◆ **Task goal**
Line by line, copy out the data below exactly.

◆ **Provided entries**
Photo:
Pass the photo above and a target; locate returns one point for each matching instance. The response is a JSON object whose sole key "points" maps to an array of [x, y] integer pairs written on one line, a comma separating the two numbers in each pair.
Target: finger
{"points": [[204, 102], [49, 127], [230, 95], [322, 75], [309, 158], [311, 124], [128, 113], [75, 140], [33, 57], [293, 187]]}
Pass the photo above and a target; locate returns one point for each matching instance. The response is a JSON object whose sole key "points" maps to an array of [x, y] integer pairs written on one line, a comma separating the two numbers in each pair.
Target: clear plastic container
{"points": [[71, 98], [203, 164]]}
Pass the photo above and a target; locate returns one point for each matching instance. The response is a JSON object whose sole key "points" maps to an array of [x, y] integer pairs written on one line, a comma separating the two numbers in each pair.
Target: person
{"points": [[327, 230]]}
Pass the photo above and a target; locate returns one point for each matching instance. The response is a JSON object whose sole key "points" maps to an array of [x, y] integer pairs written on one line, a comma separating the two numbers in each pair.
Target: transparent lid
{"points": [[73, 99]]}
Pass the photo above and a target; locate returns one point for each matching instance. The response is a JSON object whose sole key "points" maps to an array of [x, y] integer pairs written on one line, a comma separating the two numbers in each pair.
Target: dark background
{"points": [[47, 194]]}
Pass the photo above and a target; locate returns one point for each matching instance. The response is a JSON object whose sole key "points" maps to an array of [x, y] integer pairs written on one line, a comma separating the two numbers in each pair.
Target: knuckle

◆ **Reply**
Photo:
Pass the photo above and a target; locate returns one point for each matching instance. The response is a JSON object whose sole key "points" maps to an array of [x, y] integer pairs written on one line, a comma separating the two numbers in each pair.
Target: finger
{"points": [[204, 102], [49, 127], [230, 95], [322, 75], [309, 158], [311, 124], [128, 113], [75, 140], [33, 57], [293, 187]]}
Pass the photo above and a target; locate returns one point for each matching instance. The response is a JSON object whose sole key "points" maps to an array of [x, y] integer pairs written on one line, a comma separating the two numbers in each pair.
Target: clear plastic container
{"points": [[71, 98], [203, 164]]}
Pass the photo above and a target; locate returns one point for each matching instance. The response is a JSON object whose sole key "points" maps to an array of [x, y] integer pairs written on one line, a comma separating the two numbers in each pair.
Target: person
{"points": [[327, 230]]}
Pass the photo above and a target; locate returns one point for each matching instance. The response is a JSON object whose sole key "points" maps to an array of [x, y] integer pairs written on one line, a comma separating the two numbers in each pair.
Target: transparent lid
{"points": [[73, 99]]}
Pass the photo above and a target; locate returns one point for each matching instance. The response is a JSON object whose sole key "points" maps to an array of [x, y] integer pairs written on one line, a comma separating the two numbers in each pair.
Target: dark background
{"points": [[47, 194]]}
Pass the photo above and a target; locate returns one point for each matching instance. The response is a JSON object whose sole key "points" maps to an array of [x, y] integer pairs written on one line, a comma separating the two numbers in each pair.
Target: knuckle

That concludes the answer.